> DESCRIPTION OF THE TASK
Copy the line containing "Expected behaviour: a marker sits on the snow", then all lines after it up to and including the final line of the material, exactly and without additions.

*** Opening of MATERIAL SHOWN ***

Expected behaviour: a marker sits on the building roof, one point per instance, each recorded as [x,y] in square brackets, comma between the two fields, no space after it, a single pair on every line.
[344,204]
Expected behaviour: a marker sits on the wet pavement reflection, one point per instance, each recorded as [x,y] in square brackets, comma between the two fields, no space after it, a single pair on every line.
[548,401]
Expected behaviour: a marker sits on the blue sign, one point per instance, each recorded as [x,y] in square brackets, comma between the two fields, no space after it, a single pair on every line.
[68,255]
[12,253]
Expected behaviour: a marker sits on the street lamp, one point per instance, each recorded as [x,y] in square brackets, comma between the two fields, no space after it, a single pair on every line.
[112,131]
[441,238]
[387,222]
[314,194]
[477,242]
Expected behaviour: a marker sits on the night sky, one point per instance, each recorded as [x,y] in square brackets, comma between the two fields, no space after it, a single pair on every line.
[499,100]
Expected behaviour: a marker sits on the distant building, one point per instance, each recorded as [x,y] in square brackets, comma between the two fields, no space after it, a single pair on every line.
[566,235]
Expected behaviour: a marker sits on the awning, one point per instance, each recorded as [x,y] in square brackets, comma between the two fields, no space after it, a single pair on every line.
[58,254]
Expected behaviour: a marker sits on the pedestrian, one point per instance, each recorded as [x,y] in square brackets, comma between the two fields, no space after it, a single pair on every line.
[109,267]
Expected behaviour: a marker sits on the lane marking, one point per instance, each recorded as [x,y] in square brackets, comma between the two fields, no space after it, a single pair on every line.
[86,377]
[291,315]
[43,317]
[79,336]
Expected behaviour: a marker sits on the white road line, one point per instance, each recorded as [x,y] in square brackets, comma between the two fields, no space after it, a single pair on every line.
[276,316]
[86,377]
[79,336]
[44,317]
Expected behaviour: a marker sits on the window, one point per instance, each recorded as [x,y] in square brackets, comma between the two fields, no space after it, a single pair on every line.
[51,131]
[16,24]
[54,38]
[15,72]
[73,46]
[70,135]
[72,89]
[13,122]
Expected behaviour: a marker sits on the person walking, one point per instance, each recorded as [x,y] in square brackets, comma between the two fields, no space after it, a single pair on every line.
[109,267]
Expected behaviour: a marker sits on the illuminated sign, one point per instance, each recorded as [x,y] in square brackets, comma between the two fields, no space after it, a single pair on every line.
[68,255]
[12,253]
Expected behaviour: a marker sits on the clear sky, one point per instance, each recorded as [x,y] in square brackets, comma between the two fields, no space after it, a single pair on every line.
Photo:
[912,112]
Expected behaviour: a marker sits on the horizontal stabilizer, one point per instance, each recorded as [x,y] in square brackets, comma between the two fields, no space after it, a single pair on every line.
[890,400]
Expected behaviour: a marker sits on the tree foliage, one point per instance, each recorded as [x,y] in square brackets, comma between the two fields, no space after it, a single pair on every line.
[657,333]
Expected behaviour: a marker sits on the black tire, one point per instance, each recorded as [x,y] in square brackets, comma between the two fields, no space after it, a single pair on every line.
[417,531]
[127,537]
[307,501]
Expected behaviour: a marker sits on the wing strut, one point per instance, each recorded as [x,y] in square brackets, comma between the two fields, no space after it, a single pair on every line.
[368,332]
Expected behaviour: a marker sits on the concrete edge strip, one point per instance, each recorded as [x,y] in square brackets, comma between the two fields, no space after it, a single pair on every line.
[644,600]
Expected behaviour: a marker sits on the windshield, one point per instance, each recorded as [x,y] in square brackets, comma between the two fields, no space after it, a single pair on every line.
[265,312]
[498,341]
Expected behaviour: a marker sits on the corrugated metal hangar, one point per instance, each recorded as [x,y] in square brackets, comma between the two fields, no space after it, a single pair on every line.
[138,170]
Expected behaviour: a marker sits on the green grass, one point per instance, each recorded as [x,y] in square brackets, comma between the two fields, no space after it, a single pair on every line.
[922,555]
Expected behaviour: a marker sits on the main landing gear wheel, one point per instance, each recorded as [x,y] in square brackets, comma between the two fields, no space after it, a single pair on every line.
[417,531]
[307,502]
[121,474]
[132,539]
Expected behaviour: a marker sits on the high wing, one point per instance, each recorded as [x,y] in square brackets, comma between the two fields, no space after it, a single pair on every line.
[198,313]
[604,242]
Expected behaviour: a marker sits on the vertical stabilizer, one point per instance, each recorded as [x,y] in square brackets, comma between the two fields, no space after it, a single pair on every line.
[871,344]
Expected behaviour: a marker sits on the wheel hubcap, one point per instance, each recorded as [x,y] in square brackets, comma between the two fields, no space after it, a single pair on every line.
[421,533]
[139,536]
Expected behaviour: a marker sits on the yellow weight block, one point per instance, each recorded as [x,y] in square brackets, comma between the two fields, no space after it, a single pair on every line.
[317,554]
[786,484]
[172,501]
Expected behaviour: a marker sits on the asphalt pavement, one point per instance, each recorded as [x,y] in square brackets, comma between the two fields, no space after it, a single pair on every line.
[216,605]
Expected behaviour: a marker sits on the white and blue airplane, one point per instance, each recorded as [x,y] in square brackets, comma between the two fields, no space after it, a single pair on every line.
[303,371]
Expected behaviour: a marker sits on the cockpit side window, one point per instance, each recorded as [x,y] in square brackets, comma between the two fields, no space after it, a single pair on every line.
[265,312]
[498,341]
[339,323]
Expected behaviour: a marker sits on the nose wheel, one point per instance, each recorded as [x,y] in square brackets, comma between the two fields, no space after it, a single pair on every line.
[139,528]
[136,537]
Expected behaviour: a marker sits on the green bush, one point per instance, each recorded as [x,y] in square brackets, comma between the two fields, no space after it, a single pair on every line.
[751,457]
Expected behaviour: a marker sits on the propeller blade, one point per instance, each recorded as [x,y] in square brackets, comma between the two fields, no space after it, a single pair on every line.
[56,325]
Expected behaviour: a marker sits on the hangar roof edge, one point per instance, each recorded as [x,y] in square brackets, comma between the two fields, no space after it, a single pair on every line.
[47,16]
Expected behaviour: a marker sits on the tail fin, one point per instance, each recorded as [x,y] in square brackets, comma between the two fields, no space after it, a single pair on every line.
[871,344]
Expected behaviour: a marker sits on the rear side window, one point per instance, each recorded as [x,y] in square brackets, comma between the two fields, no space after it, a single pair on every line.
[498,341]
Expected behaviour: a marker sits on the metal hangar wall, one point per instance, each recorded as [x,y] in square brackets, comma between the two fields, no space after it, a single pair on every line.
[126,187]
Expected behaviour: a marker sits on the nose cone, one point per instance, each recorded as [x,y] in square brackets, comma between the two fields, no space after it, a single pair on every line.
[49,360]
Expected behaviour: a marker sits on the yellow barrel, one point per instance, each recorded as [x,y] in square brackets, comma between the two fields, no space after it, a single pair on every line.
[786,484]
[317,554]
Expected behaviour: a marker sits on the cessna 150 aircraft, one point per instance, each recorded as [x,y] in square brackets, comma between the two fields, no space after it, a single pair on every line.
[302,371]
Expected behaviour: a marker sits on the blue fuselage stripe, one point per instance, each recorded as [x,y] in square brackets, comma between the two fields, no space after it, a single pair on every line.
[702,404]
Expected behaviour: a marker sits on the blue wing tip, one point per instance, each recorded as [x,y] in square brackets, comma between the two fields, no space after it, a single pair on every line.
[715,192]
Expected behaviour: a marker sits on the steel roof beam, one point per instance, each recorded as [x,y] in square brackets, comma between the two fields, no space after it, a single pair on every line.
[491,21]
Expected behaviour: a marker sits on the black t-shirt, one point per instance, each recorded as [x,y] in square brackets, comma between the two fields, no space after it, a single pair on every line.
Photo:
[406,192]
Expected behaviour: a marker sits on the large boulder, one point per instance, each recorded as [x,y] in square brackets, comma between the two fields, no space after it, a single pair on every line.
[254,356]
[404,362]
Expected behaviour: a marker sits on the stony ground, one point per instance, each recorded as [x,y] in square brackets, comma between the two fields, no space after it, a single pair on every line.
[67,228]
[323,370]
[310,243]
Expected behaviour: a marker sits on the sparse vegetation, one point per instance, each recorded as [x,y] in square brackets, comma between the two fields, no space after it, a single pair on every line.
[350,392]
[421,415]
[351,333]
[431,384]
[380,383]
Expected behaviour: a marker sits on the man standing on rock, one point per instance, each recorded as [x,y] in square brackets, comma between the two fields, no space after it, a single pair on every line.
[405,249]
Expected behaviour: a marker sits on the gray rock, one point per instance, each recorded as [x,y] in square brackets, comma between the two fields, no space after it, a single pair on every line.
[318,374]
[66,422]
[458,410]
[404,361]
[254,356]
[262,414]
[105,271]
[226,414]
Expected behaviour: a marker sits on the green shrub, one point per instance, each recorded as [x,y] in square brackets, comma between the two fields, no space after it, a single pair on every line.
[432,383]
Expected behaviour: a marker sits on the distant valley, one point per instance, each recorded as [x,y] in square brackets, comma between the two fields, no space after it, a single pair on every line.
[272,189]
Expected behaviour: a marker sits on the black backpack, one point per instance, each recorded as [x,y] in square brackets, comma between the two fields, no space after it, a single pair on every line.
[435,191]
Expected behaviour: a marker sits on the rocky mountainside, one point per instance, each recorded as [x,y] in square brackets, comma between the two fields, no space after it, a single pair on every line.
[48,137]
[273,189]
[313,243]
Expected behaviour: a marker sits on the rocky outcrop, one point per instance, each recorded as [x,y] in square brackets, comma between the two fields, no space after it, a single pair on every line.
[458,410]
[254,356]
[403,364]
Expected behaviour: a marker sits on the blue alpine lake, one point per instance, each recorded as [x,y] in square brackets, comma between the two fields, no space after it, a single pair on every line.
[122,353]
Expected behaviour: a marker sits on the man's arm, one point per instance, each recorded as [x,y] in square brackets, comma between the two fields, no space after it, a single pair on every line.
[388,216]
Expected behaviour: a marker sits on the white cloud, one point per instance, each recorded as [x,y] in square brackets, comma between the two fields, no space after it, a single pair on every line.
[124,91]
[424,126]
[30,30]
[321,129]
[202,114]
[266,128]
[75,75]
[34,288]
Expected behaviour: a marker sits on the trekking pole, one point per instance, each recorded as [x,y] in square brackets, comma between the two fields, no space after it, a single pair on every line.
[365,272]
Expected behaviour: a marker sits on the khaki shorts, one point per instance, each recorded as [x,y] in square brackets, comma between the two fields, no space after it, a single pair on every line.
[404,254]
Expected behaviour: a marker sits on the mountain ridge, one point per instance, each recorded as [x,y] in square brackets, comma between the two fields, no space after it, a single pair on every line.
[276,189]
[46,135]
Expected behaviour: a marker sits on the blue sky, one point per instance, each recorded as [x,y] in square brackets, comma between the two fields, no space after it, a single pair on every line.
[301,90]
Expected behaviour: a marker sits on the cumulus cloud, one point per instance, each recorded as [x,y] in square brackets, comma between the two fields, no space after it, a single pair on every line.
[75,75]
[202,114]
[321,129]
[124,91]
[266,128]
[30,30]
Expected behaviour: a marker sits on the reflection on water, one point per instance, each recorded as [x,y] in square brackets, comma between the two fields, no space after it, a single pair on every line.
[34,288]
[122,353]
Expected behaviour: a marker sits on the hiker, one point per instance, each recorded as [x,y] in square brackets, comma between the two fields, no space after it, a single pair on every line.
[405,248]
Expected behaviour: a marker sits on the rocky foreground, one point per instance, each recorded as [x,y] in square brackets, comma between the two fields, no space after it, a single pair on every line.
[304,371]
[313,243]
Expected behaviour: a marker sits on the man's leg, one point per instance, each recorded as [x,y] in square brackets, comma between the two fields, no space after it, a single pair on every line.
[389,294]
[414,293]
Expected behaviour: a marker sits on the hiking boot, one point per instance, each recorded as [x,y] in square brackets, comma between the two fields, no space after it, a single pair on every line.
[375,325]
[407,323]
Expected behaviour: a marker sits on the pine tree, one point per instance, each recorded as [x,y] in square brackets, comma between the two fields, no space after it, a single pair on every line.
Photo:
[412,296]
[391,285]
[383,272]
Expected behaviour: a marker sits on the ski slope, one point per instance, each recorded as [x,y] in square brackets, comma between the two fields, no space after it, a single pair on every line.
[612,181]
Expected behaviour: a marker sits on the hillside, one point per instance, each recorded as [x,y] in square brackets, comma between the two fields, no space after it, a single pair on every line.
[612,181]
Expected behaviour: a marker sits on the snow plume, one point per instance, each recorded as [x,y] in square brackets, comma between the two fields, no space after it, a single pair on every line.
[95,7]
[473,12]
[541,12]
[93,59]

*** Close of MATERIAL SHOWN ***

> YOUR RESPONSE
Expected behaviour: a marker sits on the snow plume, one point per instance, each recorded as [x,y] in square brackets, comma between the two fields, no space after it, a single pair on every line.
[95,7]
[473,12]
[541,12]
[93,59]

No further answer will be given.